__Information shown__:
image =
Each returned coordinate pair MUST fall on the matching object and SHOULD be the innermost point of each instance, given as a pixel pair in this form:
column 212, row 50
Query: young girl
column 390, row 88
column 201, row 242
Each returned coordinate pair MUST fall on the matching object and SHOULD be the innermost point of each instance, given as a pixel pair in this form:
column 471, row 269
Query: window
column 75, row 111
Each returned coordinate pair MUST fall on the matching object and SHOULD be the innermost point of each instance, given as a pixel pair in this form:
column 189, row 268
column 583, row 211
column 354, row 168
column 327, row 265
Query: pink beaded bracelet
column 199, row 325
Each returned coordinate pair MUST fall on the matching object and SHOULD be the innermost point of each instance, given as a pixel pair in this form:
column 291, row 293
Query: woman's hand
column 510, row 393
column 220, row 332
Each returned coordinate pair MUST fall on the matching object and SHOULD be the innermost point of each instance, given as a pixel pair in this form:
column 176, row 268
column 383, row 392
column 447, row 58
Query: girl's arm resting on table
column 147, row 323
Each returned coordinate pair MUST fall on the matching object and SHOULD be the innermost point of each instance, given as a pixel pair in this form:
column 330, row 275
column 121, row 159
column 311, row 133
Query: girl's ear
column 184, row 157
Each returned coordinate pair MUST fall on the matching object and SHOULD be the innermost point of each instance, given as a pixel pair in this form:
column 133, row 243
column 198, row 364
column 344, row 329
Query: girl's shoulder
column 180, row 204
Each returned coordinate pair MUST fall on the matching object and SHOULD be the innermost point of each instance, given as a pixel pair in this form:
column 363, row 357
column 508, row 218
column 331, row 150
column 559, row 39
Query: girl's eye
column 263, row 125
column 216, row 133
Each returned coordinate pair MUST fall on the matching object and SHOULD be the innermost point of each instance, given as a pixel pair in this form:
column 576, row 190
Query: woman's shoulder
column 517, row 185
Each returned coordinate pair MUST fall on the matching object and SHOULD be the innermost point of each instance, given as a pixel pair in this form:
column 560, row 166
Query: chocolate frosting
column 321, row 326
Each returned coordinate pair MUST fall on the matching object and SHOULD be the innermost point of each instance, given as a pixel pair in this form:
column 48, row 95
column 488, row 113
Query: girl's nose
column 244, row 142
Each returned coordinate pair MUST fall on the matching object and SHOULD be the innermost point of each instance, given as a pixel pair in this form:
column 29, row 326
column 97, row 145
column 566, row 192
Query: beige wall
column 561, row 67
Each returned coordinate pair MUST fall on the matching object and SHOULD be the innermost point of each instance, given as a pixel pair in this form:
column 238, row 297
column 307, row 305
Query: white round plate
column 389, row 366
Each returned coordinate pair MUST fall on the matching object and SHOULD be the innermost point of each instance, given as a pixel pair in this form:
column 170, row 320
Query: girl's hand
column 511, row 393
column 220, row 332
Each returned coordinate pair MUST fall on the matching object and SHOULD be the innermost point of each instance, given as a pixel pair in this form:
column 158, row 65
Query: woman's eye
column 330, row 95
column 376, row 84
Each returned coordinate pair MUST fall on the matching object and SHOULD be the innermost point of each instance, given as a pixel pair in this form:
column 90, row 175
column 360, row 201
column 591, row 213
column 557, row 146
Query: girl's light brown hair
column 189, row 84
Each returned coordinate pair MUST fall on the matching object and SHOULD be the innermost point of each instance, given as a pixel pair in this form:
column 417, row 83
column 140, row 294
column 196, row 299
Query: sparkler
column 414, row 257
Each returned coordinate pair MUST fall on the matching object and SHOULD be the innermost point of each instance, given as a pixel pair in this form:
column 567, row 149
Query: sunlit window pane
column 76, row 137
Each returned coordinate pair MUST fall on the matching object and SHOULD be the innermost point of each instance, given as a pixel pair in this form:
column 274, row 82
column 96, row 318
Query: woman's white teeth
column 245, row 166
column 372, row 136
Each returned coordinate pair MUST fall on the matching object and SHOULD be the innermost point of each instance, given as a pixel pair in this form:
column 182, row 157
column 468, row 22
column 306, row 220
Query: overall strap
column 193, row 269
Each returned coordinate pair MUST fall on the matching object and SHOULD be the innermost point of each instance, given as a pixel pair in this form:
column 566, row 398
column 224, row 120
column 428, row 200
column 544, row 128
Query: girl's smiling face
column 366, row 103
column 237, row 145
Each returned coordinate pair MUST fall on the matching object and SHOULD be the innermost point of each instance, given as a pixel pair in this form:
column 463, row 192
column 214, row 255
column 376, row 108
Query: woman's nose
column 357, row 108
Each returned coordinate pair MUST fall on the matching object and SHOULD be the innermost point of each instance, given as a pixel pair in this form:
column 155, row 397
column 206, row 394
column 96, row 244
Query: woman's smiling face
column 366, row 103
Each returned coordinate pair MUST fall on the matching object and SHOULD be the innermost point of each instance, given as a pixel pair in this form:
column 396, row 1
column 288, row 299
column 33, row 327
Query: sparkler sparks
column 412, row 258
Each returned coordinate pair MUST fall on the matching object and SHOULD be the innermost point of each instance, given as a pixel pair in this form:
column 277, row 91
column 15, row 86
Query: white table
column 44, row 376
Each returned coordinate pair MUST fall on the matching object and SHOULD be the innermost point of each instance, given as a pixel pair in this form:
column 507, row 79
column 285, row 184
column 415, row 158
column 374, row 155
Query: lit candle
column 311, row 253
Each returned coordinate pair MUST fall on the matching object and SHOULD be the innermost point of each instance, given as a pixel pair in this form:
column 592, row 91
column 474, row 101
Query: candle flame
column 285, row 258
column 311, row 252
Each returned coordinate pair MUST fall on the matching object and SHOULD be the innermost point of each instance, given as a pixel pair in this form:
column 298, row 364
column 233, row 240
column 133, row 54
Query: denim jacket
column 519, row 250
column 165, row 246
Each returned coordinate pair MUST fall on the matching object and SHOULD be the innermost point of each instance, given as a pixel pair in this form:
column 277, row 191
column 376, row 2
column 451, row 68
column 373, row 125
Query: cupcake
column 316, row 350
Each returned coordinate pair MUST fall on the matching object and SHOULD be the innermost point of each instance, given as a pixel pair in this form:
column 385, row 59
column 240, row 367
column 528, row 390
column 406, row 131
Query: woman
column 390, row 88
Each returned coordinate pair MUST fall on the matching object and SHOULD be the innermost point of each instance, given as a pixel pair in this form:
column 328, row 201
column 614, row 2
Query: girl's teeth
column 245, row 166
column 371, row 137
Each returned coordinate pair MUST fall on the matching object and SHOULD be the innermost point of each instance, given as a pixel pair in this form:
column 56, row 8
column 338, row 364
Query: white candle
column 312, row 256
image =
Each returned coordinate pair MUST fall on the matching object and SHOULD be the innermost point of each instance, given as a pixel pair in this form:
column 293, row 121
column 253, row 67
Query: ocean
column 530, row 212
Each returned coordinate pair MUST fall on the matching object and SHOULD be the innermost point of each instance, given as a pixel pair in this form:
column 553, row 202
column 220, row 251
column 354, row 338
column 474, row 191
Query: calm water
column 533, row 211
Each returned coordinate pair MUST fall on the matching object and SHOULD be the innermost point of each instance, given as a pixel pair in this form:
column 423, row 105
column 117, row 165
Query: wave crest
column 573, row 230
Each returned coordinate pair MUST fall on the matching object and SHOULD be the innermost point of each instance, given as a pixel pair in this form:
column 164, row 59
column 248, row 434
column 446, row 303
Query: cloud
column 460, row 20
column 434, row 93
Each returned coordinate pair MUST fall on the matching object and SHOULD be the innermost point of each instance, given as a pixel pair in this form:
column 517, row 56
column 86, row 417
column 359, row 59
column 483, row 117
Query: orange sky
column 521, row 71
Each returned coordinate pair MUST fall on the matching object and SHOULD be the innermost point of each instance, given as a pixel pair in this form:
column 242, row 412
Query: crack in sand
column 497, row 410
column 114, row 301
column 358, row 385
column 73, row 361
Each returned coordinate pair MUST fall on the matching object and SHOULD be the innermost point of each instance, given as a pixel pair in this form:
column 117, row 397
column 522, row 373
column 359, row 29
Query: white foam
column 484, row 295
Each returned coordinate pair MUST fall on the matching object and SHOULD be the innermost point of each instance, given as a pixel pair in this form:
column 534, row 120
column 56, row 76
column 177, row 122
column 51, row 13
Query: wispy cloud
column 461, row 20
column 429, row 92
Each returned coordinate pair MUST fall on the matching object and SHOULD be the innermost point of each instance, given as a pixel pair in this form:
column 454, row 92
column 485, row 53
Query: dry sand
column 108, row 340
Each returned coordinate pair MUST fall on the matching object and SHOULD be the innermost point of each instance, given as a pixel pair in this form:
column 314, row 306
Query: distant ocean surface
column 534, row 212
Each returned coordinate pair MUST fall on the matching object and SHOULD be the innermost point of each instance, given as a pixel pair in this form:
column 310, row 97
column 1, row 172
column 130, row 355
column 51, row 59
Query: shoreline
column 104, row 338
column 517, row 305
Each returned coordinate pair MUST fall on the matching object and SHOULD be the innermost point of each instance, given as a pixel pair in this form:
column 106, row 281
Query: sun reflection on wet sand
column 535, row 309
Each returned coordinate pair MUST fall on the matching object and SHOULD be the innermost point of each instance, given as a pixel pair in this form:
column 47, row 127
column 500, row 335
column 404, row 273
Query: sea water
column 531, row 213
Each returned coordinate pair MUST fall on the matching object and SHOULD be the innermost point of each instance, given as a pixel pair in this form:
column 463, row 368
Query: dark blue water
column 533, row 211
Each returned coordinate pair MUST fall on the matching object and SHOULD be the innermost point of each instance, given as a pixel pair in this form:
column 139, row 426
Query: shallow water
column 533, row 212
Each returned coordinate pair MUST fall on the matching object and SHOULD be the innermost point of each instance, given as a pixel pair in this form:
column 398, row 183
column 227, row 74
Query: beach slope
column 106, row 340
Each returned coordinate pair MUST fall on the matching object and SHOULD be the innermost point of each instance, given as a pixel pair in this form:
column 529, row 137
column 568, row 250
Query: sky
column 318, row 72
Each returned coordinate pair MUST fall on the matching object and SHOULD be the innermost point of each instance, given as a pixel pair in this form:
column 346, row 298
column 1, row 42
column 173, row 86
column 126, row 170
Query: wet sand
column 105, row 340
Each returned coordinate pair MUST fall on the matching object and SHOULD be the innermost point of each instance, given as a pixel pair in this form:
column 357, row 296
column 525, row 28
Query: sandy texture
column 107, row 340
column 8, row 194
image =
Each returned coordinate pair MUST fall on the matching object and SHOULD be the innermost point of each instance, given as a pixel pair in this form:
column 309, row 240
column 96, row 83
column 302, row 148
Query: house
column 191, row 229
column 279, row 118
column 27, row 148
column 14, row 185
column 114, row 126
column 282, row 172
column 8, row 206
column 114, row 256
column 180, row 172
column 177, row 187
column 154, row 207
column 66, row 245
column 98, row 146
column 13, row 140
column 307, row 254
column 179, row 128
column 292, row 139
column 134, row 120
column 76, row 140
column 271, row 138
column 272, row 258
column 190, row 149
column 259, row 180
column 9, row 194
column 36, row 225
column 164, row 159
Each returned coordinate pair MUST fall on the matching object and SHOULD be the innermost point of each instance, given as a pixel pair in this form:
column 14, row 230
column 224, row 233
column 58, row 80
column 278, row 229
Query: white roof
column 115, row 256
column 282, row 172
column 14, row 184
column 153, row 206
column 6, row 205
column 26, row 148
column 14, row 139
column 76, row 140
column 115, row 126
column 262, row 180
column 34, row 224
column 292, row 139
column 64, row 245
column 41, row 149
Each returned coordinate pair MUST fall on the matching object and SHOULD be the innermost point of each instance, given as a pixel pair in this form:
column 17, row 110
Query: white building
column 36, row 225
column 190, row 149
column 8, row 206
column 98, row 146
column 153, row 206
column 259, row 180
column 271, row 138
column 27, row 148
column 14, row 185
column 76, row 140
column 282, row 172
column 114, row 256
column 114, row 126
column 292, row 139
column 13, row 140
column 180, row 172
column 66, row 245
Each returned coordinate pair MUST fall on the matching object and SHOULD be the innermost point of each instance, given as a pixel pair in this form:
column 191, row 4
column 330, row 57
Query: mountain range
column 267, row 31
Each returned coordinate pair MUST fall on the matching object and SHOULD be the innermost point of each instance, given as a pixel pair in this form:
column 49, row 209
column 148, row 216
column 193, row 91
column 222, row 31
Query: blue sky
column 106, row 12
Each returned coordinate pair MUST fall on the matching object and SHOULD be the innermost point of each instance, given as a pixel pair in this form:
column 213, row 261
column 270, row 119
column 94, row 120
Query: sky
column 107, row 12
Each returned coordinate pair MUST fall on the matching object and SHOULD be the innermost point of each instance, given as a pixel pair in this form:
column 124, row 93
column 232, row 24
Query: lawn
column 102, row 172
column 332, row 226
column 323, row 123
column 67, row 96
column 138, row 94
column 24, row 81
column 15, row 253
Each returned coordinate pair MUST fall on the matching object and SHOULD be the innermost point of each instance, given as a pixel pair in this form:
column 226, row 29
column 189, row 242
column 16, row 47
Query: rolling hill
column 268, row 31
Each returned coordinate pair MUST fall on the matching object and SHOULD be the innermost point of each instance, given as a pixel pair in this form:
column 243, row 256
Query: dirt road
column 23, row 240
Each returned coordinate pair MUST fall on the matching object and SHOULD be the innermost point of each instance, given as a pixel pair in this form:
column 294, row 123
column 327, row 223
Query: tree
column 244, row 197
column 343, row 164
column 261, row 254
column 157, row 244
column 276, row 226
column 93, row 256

__Given task__:
Reproduce verbatim every line of the records, starting at the very first line and ending with the line containing "column 147, row 323", with both of those lines included.

__Result__:
image =
Each returned coordinate pair MUST fall on the matching object and SHOULD be the innermost point of each instance, given as a pixel pair in this form:
column 212, row 50
Query: young girl
column 390, row 88
column 201, row 242
Each returned coordinate pair MUST fall on the matching object and SHOULD be the innermost point of each instance, given as a pixel pair in this form:
column 471, row 269
Query: window
column 75, row 111
Each returned coordinate pair MUST fall on the matching object and SHOULD be the innermost point of each instance, given as a pixel pair in this form:
column 189, row 268
column 583, row 211
column 354, row 168
column 327, row 265
Query: pink beaded bracelet
column 199, row 325
Each returned coordinate pair MUST fall on the matching object and SHOULD be the innermost point of each instance, given as a pixel pair in this form:
column 291, row 293
Query: woman's hand
column 510, row 393
column 220, row 332
Each returned coordinate pair MUST fall on the matching object and SHOULD be the innermost point of each instance, given as a pixel pair in this form:
column 176, row 268
column 383, row 392
column 447, row 58
Query: girl's arm resting on table
column 147, row 323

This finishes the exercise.